* GOAL OF THE EXERCISE: Lines with the word "logo" are the answer; copy each of them from the data below.

Point-per-instance localization data:

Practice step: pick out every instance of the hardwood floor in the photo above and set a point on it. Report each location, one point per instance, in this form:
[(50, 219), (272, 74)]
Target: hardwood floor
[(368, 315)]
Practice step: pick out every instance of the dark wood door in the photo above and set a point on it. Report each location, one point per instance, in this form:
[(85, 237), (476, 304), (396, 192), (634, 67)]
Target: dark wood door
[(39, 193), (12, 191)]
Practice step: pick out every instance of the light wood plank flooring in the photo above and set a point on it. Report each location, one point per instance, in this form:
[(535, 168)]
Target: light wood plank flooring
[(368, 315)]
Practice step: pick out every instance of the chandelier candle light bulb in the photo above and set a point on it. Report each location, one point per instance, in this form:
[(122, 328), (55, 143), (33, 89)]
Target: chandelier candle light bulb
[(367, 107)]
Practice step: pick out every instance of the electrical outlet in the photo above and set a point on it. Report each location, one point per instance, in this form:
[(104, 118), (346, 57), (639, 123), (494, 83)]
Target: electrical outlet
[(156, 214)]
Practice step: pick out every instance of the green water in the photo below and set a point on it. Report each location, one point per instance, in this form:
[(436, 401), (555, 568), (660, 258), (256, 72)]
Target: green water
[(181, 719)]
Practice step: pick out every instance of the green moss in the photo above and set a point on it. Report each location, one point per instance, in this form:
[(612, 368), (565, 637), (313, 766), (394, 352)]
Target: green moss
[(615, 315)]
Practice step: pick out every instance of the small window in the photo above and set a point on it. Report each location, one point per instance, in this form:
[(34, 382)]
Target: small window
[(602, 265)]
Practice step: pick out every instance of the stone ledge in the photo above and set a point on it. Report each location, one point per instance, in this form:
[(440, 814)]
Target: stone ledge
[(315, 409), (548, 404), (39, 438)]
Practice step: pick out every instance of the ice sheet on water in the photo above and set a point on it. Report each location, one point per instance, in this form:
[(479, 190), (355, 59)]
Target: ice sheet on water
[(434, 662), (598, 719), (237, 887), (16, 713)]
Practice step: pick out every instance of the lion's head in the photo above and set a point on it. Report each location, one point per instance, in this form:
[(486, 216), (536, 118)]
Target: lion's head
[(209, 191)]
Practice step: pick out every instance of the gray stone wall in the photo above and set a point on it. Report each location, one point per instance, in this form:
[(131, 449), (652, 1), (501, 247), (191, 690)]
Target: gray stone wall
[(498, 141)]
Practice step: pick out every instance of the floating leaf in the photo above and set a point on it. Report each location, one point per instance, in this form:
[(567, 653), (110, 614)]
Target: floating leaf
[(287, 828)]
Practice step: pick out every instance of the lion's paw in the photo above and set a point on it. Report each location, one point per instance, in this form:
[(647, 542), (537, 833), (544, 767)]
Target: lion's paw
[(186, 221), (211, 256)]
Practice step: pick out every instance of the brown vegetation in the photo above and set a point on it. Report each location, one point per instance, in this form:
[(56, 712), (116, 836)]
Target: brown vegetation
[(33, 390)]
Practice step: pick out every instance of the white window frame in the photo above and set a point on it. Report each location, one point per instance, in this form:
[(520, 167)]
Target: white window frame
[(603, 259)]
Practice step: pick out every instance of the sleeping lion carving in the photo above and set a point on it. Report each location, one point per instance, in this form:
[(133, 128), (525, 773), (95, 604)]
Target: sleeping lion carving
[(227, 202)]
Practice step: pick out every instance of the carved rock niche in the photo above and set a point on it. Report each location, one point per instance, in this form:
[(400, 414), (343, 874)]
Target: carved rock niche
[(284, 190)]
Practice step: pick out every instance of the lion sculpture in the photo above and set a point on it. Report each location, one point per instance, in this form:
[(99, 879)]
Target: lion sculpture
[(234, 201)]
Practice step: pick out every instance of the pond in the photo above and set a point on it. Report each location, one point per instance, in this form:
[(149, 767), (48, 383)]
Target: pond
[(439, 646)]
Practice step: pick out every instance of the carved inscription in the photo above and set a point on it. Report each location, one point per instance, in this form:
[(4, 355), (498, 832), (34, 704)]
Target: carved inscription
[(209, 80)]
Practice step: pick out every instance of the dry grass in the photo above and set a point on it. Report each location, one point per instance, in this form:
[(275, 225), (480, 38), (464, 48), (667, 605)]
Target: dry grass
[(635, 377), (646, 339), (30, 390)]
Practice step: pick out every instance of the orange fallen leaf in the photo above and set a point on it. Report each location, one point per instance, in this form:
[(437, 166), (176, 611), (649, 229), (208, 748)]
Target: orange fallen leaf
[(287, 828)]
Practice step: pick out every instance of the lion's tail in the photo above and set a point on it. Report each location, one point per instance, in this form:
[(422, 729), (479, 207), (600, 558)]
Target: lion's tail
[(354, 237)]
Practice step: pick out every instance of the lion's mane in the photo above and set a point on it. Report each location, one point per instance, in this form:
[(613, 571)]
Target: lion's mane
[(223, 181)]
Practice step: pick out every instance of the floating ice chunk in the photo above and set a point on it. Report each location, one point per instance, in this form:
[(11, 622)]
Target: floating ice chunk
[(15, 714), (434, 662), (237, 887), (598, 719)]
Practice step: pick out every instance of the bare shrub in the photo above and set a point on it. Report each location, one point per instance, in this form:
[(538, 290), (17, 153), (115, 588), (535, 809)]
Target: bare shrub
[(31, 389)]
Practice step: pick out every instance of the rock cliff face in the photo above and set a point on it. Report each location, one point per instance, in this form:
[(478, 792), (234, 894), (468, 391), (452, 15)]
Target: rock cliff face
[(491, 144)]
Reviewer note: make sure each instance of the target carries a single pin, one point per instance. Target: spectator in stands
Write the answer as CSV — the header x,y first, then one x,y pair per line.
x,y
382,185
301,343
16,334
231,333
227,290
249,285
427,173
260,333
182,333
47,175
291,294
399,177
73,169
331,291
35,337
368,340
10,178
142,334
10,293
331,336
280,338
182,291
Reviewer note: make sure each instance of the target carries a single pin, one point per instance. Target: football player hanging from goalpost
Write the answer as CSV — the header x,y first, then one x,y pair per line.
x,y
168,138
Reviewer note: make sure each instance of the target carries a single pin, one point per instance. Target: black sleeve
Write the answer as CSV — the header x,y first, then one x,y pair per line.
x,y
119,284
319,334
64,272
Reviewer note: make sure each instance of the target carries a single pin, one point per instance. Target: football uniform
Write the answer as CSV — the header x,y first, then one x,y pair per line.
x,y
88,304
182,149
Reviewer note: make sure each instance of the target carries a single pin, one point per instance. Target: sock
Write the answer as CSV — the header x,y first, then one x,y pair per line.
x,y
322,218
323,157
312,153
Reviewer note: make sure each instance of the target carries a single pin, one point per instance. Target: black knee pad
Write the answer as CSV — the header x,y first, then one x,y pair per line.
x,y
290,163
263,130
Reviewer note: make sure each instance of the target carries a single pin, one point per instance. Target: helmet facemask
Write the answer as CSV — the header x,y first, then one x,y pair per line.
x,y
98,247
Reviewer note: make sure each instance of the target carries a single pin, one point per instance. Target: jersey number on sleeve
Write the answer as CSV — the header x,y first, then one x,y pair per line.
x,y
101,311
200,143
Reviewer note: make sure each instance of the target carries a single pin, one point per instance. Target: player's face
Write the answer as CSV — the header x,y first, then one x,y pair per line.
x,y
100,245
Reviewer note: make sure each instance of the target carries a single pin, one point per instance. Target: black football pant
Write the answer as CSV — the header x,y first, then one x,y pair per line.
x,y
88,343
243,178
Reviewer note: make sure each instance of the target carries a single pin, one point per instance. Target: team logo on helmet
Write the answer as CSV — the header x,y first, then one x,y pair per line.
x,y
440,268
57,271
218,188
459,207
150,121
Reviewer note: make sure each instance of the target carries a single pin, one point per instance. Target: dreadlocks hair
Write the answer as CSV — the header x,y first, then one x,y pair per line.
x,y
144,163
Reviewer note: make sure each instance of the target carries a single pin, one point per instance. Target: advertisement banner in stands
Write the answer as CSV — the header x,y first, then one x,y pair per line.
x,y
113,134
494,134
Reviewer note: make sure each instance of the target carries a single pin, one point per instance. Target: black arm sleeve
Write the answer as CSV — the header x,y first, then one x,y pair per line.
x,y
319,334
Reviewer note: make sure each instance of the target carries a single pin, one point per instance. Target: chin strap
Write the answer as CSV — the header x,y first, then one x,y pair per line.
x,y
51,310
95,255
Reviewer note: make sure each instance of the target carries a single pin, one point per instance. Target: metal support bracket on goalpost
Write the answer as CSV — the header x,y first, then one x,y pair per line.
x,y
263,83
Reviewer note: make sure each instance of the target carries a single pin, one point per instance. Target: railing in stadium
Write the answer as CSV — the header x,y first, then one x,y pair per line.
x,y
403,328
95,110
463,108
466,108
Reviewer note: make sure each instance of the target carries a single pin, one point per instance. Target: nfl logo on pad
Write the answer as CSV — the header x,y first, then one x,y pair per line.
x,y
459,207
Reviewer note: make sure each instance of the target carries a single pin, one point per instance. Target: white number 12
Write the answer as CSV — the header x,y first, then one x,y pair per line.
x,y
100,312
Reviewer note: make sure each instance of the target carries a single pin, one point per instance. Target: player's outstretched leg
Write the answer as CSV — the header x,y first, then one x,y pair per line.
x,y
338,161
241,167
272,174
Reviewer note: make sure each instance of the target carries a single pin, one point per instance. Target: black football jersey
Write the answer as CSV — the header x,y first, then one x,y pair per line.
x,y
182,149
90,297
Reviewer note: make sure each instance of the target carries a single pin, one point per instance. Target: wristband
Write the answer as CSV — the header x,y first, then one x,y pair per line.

* EXERCISE ANSWER:
Reviewer note: make sure each instance of the target carries a single pin, one point per instance. Target: team logo on helmet
Reviewer note: make sure each instance of the target carries a single pin, one point per instance. Target: nfl logo on pad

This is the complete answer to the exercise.